Interestingly, the ’63 Valiant was a one-year hood and fender design, the ’64/’65 Valiants were a paired change with only grille and tailights changed, but then the hood and fender and tailights further changed for ’66 (tho’ I think Paul has earlier shown the rear fenders were pretty much the same through all years).
Both packages seem to me to be a pretty strong turn to Engle slabs over the Exner fuselage. But I’ve never done any research into this, and I don’t know how he would have influenced the cars’ designs given that they would have been designed and in production before he came on board.
My 66 dart GT, ordered in the summer of 65 had 65 fenders as they were formed for the 65 bumpers and not the 66 bumpers.
The character line that runs from the Dart’s taillights, and around the rear window, was lifted from a 1961 Dodge concept car called the Flight Wing. The rest of the design was also Exner’s work.
The 1963 Plymouth Valiant was also designed by Exner, with one major change by Engel. As designed by Exner, the outer edges of the quarter panels sloped downward at the same angle as the deck lid. Engel raised the outer edges so that, when viewed from the side, the “slope effect” was essentially gone.
Here is a description of my 1st car… A 1965 65 dart GT. I had it since I was 15. I am 39 now. I named it “Eye Candy”- ” Candy” for short. Originally a 273/auto, now upgraded to a 340/4-speed. 8-3/4, with 3:55 gears. My dad traded a 71 roadrunner with a 383/auto for it. Dad wasnt about to let a 15 year old loose in this as his first car! There was an add in the paper for the dart for sale. When we called on the add, the guy said: “you should have called about two hours ago”: “Why, you sell it we asked?” he said “no”, “since nobody wanted it, I was gonna “roundy-pound” it”. When we went to look at it, it was quite a sight! He had taken a hammer and broken all the glass, it was scattered everywhere! He took a screwdriver and pryed off all the chrome and flung it about, shredded the interior: seats, head liner, door panels, carpet…you name it! His garage was a mess!… About two weeks after trading, we drove by the guys place only to find the roadrunner gutted and totaled! Dad was so upset! Since we recieved 2 65 dart GTs for the trade, we took two to make one. So I have a great respect for this car, piecing it together- screw by screw… I love the body lines. The reason I love this car is because of the character and personality it has. It is diffrerent. I love them as much as the 70 challenger and the 69 charger. My dad taught me well: mopar to the core. It’s kinda funny, because people are always asking me what it is… 🙂
It sounds like “Roundy-Poundy” Guy had more than a few screws loose. That kind of senseless destruction (of *two* cars) is disgusting.

▶ DATA EXTRACT

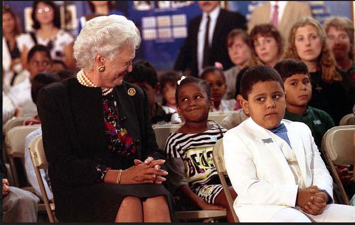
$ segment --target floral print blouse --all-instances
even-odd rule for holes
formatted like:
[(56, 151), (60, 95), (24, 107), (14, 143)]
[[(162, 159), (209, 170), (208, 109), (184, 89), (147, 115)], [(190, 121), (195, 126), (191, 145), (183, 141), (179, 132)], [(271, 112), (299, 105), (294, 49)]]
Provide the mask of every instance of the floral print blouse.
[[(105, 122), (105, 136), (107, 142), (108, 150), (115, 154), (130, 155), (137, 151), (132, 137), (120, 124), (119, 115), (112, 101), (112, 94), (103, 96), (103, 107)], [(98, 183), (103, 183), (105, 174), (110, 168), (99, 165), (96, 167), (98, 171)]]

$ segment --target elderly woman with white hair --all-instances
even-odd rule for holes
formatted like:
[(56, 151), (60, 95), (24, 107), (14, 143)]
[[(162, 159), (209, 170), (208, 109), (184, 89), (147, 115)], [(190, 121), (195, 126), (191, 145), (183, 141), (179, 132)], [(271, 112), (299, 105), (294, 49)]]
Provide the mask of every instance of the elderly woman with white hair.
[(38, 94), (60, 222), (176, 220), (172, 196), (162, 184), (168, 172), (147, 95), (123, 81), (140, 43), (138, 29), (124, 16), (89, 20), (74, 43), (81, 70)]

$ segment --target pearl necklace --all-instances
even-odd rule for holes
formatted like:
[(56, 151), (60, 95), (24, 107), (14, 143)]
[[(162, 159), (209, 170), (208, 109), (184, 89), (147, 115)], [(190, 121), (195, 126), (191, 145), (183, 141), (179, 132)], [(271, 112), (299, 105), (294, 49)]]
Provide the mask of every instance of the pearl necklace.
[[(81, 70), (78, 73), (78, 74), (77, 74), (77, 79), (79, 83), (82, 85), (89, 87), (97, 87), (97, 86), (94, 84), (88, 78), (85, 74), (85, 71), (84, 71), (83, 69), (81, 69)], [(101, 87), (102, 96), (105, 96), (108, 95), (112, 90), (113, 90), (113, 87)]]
==
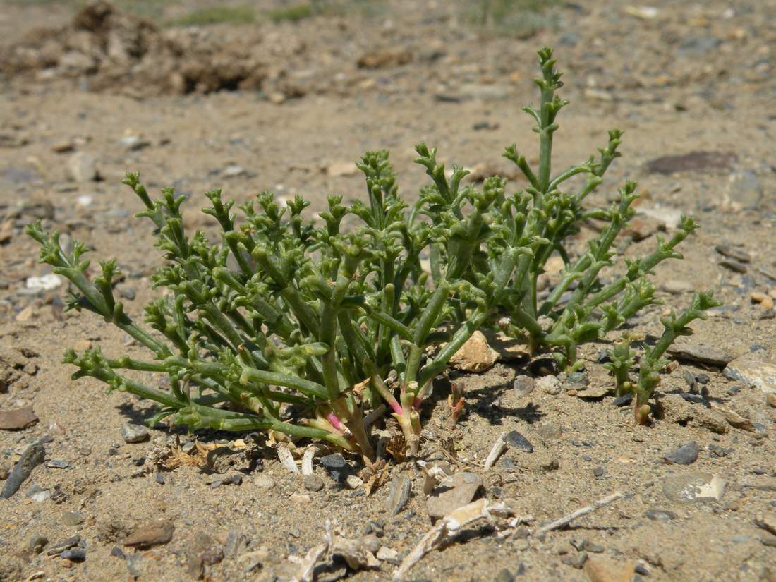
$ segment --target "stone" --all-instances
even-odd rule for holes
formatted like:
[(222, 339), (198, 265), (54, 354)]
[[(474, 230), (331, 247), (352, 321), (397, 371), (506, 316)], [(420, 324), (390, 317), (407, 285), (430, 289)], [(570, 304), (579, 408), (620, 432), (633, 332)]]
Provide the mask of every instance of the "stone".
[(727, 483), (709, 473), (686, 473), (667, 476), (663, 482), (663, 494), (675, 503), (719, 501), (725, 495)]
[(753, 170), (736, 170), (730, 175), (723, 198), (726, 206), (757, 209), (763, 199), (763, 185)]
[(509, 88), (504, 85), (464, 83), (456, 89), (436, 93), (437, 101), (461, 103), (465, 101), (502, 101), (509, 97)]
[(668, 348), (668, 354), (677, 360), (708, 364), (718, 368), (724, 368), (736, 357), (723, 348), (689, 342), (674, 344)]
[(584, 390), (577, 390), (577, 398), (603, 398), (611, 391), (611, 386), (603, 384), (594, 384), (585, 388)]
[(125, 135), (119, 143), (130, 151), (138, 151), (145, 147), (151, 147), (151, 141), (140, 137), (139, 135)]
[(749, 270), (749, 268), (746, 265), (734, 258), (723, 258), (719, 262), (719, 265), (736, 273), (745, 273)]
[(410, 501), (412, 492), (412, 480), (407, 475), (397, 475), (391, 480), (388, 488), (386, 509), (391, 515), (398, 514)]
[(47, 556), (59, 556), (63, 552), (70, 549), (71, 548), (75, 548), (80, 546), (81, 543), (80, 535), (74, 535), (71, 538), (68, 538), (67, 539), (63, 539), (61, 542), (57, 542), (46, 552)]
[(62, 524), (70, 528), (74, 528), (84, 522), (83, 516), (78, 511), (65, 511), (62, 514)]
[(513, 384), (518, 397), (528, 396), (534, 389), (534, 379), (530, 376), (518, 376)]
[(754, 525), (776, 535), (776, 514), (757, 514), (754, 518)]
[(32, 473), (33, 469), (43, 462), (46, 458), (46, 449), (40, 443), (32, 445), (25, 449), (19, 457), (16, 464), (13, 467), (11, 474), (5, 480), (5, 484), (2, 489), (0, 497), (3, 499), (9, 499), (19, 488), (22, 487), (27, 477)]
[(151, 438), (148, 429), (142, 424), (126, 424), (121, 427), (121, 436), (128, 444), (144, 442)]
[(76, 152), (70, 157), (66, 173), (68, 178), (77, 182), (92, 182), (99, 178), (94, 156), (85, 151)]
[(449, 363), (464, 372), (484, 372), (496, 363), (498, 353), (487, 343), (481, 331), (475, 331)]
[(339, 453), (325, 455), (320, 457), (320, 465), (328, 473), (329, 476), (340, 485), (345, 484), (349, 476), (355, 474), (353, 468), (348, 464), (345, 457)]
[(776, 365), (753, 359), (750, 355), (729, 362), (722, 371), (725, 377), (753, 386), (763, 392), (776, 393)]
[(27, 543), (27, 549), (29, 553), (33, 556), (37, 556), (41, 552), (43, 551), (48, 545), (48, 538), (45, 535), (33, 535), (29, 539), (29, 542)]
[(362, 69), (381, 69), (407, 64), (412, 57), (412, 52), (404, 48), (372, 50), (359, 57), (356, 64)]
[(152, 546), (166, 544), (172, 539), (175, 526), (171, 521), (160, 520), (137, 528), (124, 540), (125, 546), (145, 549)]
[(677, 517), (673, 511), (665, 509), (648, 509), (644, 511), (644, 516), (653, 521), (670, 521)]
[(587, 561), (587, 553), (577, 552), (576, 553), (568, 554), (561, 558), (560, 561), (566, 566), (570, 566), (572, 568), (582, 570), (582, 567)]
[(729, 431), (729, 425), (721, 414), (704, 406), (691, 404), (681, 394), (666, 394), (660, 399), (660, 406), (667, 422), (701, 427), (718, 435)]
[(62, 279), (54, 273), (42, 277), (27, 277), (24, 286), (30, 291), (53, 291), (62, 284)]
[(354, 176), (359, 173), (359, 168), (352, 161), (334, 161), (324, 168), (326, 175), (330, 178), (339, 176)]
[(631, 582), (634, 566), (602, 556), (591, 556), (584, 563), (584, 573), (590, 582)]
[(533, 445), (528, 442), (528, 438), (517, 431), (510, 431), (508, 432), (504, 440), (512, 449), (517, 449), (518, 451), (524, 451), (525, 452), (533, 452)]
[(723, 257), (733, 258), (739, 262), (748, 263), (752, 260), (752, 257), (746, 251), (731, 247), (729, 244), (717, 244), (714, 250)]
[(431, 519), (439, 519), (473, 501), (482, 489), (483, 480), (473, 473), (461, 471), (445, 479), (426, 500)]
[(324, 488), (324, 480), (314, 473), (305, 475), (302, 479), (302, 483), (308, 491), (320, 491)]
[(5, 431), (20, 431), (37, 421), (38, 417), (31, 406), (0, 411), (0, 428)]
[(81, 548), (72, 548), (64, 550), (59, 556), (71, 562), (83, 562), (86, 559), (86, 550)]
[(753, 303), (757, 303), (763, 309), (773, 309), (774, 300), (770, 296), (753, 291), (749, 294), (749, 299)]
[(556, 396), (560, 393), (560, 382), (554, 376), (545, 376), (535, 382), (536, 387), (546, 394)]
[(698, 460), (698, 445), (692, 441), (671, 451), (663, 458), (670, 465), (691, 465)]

▶ LIST OF TASKS
(A) In the comment thread on 1960s Dart and Valiant styling, the Dart's character line was lifted from which 1961 Dodge concept car?
(B) Extend the comment thread on 1960s Dart and Valiant styling, beginning after its final sentence.
The records are separate material and have no connection to the comment thread on 1960s Dart and Valiant styling.

▶ THE RESULTS
(A) The Flight Wing.

(B)
Your car sounds sweet, BTW.
I guess we are brothers of different mothers. I have a 64 Dart GT 4spd which I swapped out the original 273-2bbl, for a 70 340 engine. It has a 4.30 rear axle currently.
When I was a kid in the mid-’70’s there was a similar-vintage jacked up brown Valiant cruising around our town. It had a nice set of mags and a giant Playboy bunny logo decal on the hood. My mom HATED that car…I just shrugged.
Just a minor quibble Paul. It should read “polyspheric A 318” and “redesigned the A engine” (the block is basically the same between A and LA). Glad you didn’t refer to it as the “wideblock”. The A engine was the first corporate engine to begin the task of reducing the number of different engine lines with few common parts. There were 5 early Hemi/poly blocks with differing deck heights, bore spacings, bearing sizes etc.
“There were 5 early Hemi/poly blocks with differing deck heights, bore spacings, bearing sizes etc.”
It was worse than that.
Chrysler: Hemi low block, Hemi raised-block, Chrysler Poly
De Soto: Hemi low block, Hemi raised-block (There was no DeSoto Poly)
Dodge: Hemi low block, Hemi raised-block, Dodge Poly
Plymouth: “A” Poly
…and the Dodge Poly apparently came in low-block and raised-block versions.
tengo un dodge dart 65 falta hood emblem central ,por favor alguien tiene esta parte en veta? dar precio y forma de pago puedo recibir en eagle pass texas ,
necesito hood emblem centro de dodge dart 65, tengo doreccion en eagle pass texas.
Beautiful looking car. I’ve always found both the 1965 Dodge Dart, and the 65 Plymouth Valiant to be attractive cars. Even with patina, it still looks good. I don’t mind patina, as long as it doesn’t penetrate the metal of the car into the rest of the car.
The extra wheel-base length improves the ride of the early Dart over the Valiant a good deal, and the extra rear overhang with the flat/squared off trunk lid lets the Dart owner pack in so much more.
The 273/318 is good for only 16mpg, alas. Us thrifty folk stick with the 225 six (gets over 20mpg, and only 18+ with the 170). Wish I could have the aluminum slant six in a Dart-GT coupe or Wagon. Anyone want to trade one on a Valiant Convertible?
True enough with the automatic, but with the 4 speed stick, it was easy to get 19.3 mpg on the highways. I had a new 64 GT hardtop with 273/4 speed when I was in the Marine Corps. I use to make the run from NC to NJ on weekends with a car full of fellow Marines. 19.3 was my average. I made only one fuel stop along the way from Cherry Point to northern NJ with a drop-off of my riders at Broadway & 42nd Street in NY. I gassed up after getting home at 02:00 in the morning and getting a little sleep. That was the BEST car I have ever owned.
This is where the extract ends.